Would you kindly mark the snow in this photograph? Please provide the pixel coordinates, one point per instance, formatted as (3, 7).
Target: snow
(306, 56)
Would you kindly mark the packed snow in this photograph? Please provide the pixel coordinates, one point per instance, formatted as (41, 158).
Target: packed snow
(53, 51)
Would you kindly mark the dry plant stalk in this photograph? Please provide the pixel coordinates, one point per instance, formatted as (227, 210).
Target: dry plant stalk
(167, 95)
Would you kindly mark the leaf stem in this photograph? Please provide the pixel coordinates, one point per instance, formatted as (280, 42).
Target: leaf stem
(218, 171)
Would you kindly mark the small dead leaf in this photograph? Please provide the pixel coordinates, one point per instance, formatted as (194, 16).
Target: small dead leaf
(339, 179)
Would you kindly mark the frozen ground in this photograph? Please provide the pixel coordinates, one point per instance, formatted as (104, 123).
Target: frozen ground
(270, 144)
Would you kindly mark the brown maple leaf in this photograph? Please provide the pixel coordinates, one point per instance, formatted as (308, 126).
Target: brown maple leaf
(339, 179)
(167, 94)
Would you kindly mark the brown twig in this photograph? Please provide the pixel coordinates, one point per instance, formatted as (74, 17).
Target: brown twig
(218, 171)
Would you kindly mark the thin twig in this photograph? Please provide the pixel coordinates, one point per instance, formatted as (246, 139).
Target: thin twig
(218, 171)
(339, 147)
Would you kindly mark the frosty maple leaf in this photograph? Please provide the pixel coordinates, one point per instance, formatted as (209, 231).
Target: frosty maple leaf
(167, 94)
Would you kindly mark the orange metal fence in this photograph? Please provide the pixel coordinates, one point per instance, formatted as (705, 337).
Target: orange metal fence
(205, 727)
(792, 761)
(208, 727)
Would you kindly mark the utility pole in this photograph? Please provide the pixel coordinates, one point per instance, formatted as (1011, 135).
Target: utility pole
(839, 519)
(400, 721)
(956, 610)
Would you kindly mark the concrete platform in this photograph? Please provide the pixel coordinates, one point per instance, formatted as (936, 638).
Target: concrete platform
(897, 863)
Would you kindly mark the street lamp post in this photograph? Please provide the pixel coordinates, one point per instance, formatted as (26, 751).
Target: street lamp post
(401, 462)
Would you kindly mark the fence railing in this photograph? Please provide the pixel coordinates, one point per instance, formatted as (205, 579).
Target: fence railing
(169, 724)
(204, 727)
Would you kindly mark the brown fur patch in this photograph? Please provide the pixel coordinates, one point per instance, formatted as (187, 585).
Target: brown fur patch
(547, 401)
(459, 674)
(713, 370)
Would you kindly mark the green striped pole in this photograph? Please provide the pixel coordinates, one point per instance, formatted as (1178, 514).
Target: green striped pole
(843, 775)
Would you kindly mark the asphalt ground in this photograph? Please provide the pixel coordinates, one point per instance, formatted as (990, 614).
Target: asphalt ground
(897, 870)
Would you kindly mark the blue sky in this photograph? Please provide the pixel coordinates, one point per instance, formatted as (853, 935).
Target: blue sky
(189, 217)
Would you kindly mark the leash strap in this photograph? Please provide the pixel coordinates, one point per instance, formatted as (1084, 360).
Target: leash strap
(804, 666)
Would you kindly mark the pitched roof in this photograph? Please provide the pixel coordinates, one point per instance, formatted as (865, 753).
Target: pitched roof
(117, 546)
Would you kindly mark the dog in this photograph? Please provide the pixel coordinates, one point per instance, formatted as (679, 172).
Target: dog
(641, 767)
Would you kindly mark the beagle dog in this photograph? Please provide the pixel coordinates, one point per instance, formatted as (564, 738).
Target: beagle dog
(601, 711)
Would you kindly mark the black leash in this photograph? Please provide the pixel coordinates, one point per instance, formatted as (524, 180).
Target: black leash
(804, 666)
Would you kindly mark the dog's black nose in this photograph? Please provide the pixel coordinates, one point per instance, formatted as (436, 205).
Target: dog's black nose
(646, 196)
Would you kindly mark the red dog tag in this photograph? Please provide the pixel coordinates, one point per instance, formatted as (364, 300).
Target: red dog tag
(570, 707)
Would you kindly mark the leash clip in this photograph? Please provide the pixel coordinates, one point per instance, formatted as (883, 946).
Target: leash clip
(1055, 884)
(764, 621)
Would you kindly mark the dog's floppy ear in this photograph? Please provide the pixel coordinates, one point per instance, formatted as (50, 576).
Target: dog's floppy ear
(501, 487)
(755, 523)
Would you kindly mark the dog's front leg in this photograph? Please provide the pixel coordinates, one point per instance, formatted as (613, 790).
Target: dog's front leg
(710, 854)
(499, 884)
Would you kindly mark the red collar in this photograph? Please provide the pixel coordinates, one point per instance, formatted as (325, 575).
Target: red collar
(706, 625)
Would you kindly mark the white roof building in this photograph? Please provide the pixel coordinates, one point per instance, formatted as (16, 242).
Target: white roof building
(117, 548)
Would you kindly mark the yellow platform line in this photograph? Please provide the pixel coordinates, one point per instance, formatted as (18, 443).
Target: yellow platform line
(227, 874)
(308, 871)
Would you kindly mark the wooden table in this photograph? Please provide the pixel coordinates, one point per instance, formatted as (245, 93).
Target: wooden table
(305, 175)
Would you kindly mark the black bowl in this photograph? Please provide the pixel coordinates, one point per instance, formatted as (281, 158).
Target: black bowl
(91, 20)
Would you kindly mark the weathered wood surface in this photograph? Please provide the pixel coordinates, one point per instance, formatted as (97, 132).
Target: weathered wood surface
====================
Set exercise ▸ Starting at the line that contains "Would you kindly mark the dog's floppy" and ending at the last line of the data, write out every line again, requests included, and multiply each coordinate in the answers by 2.25, rounding to whole numbers with halves rounded up. Leave the numbers in the requests and their format samples unchanged.

Result of the exercise ▸
Would you kindly mark the dog's floppy ear in this photograph? Please provide the pixel coordinates, one point per instance, formatted as (50, 576).
Target: dog's floppy ear
(1127, 1096)
(1699, 1177)
Would you kindly mark the dog's front leg in this photograph? Please provide the pixel coordinates, one point per instance, formatted as (613, 790).
Target: dog's front leg
(1598, 1922)
(1123, 1989)
Would you kindly mark the red collar in this photograph? Please provide the pixel coordinates, one point per instance, formatted as (325, 575).
Target: red collar
(1589, 1406)
Would you kindly mark the white roof building in this photograph? Please provide the pixel coordinates, one point per instance, formatted as (16, 242).
Target: white roof building
(263, 1233)
Would you kindly mark the yellow platform line in this photograph? Please provide the pixel coordinates, one point per instance, formatted as (18, 443).
Target: yellow platform line
(511, 1967)
(693, 1960)
Would you kindly mark the wooden table in this photograph? Please provide the pixel coordinates, one point per instance, formatted as (245, 93).
Target: wooden table
(686, 394)
Would you kindly mark the black bowl in this photograph? Please provide the pixel coordinates, one point per instance, formatted as (281, 158).
Target: black bowl
(205, 45)
Would you kindly mark the weathered wood surface in this photograph? Please provide the pixel coordinates, one point per instance, formatted as (97, 132).
Target: weathered wood surface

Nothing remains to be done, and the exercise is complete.